» SOURCE PASSAGE
Stroudsburg Speedway

Stroudsburg Race Results
Stroudsburg Speedway - Winners and Podium Finishers 1951 - 1954

Stroudsburg Speedway, Stroudsburg, Pennsylvania

 

Stock Car Feature Winners and Podium Finishers, 1951-1954

 

By John Nelson, April 4, 2019

 

Winners

 

7 wins          “Shorty” Kerschner, Fred Fehr

5 wins          Harry Charles

4 wins          Ken Wismer, Joe Roemer

2 wins          Bill Bachman, Buddy Bergstresser, Jack Bergstresser, Joe Cryan, Russ Dodd, Paul “Blackie” Reider

Single wins  Russ Bachman, Paul Barbiche, “Fats” Bitting, Harold Brokoff, Norm Cauley, Russ Delp, Chick DiNatale, William “Tex” Enright, Ray Fleming, Larry Granger, Otto Harwi, Harold Held, Norman Pleiss, “Sonny” Strupp.

» INSTRUCTION A
In the race results page, present the paragraph beginning "2 wins" as a list that keeps every driver it names.

Image entries on named regions:
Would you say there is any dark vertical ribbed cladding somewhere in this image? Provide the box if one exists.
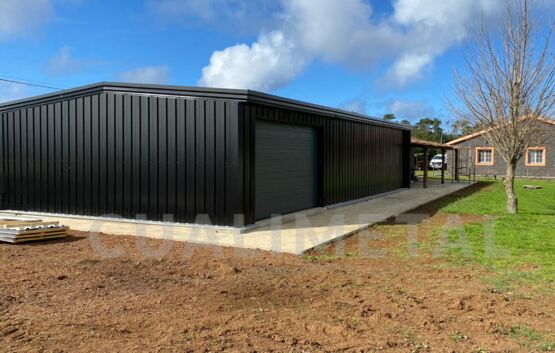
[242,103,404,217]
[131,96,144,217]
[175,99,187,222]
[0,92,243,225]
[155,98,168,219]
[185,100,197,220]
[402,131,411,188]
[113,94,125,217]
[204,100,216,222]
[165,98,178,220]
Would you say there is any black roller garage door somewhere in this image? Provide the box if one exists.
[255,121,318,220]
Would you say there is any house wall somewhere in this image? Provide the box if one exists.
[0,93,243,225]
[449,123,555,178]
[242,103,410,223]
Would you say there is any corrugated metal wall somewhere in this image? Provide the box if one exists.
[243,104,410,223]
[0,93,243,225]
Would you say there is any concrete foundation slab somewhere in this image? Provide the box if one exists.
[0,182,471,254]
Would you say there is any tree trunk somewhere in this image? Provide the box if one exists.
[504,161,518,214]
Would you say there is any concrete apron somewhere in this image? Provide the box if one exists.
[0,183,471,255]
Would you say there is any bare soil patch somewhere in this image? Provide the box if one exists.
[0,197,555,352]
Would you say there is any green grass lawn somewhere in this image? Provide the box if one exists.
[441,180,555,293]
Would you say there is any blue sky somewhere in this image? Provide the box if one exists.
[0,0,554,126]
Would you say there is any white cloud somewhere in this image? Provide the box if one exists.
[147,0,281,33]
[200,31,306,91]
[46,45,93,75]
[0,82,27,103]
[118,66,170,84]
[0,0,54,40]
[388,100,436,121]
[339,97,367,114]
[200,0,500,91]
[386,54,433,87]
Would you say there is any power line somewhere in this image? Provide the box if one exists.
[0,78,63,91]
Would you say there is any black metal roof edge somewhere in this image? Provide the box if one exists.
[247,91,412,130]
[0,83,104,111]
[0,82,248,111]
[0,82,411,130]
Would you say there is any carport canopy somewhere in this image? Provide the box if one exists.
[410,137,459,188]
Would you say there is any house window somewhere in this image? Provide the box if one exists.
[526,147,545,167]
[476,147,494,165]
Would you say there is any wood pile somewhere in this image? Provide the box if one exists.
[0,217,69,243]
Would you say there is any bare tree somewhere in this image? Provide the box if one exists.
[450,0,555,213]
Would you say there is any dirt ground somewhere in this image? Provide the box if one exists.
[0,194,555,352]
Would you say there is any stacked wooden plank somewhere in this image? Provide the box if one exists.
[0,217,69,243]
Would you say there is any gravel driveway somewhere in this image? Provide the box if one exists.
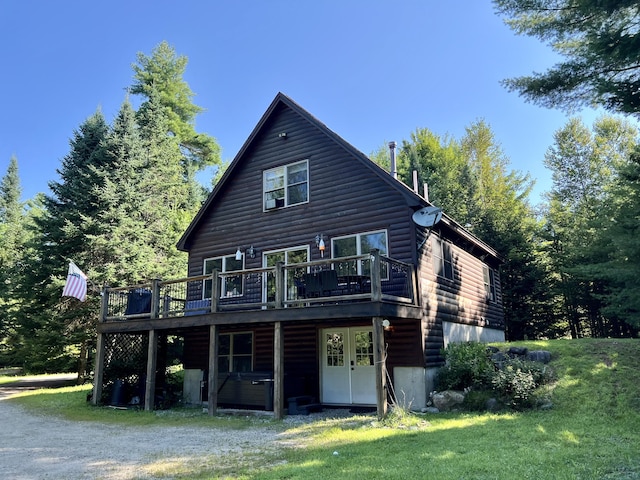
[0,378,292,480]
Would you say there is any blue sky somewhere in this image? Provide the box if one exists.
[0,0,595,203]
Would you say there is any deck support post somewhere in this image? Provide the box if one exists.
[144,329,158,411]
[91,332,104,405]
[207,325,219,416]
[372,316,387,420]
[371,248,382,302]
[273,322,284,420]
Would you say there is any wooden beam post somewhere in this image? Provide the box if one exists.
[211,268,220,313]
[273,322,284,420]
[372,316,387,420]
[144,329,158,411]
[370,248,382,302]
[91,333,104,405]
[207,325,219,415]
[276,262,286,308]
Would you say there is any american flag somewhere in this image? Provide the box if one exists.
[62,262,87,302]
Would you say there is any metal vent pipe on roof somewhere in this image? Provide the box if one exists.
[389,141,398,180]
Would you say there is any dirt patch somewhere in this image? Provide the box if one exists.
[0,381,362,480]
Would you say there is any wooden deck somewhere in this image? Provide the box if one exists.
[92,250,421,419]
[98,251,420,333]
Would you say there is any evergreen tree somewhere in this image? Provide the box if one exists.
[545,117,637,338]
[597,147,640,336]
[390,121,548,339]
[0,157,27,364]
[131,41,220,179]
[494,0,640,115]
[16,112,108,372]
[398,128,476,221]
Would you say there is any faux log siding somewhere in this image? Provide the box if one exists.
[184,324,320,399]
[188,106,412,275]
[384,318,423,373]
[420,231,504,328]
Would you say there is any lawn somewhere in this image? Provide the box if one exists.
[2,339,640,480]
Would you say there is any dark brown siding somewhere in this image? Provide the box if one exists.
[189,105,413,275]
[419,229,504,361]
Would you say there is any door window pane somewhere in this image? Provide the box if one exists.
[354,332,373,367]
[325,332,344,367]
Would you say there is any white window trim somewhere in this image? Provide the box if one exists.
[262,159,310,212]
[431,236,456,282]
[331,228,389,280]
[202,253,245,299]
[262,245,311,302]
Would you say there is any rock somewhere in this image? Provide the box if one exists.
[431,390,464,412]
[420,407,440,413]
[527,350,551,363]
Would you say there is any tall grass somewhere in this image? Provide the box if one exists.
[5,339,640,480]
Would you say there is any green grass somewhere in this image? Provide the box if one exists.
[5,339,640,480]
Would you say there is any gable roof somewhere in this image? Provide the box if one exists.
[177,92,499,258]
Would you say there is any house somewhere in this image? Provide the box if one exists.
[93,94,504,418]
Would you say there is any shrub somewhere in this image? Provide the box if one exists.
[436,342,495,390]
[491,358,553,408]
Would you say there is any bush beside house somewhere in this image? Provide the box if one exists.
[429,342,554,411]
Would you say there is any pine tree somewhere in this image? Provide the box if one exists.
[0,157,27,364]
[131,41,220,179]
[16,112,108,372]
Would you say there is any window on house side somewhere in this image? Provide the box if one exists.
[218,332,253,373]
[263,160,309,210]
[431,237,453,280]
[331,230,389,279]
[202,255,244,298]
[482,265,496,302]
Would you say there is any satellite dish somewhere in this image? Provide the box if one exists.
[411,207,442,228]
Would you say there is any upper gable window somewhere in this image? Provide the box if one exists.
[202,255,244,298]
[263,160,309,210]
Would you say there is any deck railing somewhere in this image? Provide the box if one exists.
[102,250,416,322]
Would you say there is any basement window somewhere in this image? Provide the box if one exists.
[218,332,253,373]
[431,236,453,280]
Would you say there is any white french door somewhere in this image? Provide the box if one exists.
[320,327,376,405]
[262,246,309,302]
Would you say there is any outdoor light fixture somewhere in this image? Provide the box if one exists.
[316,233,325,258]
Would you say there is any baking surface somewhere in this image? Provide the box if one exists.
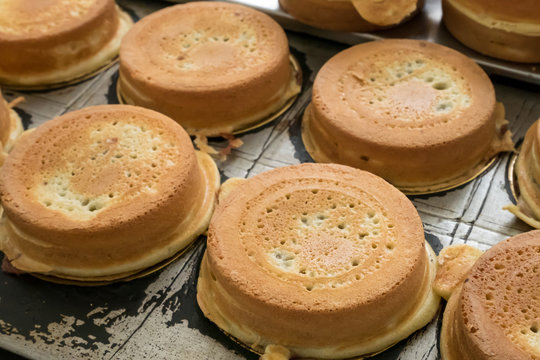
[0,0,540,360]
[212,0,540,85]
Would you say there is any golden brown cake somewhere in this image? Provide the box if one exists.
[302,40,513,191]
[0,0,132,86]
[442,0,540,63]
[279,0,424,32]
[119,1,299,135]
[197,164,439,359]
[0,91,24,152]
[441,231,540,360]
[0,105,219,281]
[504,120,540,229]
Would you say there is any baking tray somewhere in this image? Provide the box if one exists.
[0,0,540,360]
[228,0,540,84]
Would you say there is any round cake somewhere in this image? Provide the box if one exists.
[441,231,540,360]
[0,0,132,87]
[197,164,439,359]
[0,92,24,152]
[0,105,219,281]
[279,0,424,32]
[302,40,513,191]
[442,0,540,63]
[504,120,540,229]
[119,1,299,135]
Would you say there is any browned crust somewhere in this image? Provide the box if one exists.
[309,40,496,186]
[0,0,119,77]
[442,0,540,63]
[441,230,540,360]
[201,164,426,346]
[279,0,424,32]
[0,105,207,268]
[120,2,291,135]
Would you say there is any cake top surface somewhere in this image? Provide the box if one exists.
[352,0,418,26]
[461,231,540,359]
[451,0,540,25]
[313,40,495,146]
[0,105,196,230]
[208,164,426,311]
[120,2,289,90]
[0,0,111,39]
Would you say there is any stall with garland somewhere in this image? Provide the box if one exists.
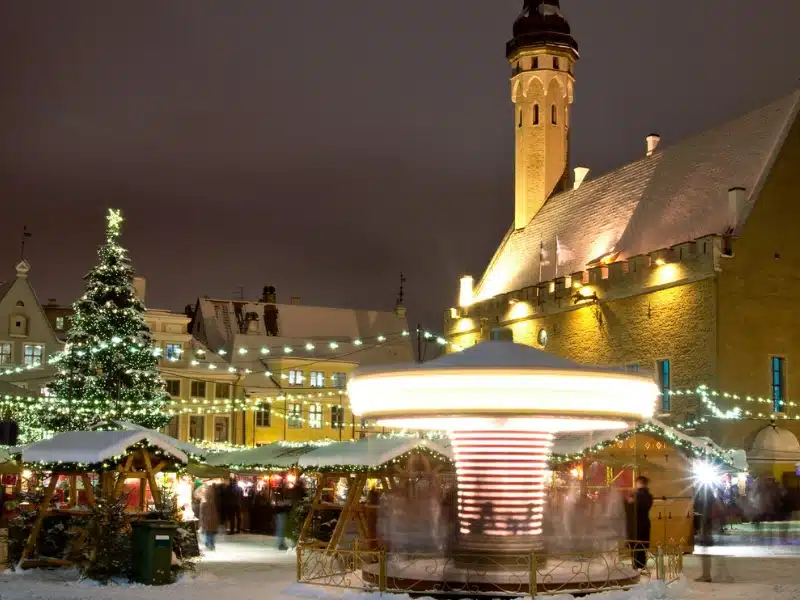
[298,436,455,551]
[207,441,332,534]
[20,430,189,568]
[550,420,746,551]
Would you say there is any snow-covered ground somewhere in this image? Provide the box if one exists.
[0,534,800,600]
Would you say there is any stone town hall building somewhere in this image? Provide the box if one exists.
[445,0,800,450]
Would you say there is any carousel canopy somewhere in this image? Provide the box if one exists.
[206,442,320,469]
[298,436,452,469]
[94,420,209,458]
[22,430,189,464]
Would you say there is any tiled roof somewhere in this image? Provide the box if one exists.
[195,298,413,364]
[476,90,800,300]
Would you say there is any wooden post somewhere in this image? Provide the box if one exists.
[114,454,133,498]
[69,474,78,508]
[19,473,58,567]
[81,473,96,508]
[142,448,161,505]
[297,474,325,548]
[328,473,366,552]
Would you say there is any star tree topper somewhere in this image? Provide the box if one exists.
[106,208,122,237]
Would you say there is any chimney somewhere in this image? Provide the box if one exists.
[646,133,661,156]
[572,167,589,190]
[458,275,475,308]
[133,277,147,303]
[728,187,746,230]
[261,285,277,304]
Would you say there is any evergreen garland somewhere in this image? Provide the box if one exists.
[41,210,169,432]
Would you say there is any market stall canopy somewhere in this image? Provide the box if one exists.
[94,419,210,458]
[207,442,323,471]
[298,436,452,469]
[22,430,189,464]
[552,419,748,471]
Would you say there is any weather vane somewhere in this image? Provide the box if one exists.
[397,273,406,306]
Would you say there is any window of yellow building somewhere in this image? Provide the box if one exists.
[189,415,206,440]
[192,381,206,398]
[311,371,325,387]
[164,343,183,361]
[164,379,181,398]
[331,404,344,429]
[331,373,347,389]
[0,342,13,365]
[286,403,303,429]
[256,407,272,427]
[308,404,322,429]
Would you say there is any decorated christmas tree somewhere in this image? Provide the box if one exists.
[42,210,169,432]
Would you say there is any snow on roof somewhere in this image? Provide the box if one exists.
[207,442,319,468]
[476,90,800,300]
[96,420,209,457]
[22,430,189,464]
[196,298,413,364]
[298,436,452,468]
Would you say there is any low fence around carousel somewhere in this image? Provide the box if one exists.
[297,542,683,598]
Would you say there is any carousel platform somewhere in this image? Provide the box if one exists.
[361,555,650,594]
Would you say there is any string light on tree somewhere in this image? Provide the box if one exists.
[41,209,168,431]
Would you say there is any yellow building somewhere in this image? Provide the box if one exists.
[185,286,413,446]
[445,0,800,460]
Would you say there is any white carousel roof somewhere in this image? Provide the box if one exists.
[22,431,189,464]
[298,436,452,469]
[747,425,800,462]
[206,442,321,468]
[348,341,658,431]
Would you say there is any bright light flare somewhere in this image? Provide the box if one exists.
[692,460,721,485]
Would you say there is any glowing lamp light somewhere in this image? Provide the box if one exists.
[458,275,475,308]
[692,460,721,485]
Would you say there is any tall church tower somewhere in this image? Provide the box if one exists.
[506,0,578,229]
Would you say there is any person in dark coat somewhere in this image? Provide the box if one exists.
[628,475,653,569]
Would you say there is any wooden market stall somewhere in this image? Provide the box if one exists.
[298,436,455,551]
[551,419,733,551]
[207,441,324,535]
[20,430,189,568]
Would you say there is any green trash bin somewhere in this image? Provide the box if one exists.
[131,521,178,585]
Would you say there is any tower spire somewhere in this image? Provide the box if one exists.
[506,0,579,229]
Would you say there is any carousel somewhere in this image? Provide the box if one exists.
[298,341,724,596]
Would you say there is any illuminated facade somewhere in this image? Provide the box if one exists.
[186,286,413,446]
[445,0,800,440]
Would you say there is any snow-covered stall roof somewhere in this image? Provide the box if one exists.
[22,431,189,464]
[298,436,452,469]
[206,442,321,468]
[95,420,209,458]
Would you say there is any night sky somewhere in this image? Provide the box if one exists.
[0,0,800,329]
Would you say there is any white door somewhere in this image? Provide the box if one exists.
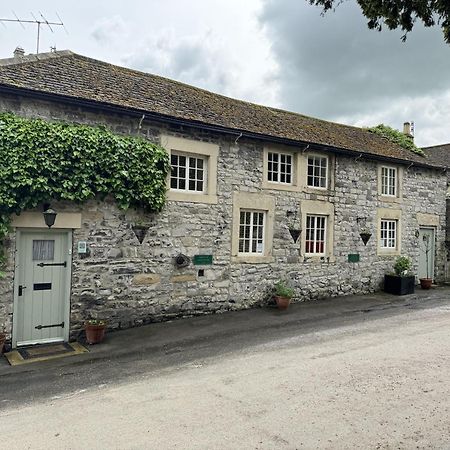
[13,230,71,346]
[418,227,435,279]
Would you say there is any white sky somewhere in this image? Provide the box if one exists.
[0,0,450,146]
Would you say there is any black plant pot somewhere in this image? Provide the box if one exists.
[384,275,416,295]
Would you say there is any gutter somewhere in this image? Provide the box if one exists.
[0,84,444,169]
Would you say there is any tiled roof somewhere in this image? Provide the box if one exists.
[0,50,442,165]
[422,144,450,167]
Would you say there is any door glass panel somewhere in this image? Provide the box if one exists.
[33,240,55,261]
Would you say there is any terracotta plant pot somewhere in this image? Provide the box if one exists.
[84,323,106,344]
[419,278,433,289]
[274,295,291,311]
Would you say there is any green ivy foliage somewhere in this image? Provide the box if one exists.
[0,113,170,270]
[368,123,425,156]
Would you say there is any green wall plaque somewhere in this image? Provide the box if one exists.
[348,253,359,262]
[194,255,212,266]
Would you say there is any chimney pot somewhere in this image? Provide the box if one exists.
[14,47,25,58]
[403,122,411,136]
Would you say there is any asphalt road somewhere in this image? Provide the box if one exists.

» INSTRUCTION B
Output the part of the listing that opens with the line containing "Would you say there is any tree" and closes with the line containing "[0,197,555,352]" as a two-column CSV. Use the columns request and answer, with one row per request, each field in quotation marks, and line breaks replaced by spaces.

» FULL OUTPUT A
Drivers with two wins each:
- Bill Bachman
- Buddy Bergstresser
- Jack Bergstresser
- Joe Cryan
- Russ Dodd
- Paul "Blackie" Reider

» FULL OUTPUT B
request,answer
"Would you say there is any tree trunk somewhere in this image? Provide the box if one exists.","[504,161,518,214]"
"Would you say there is any concrete apron somewhere in this image? Provide the box if one exists.","[0,183,471,255]"
"Would you say there is any bare soil patch somewhere in this image? Provide the box if one exists.","[0,197,555,352]"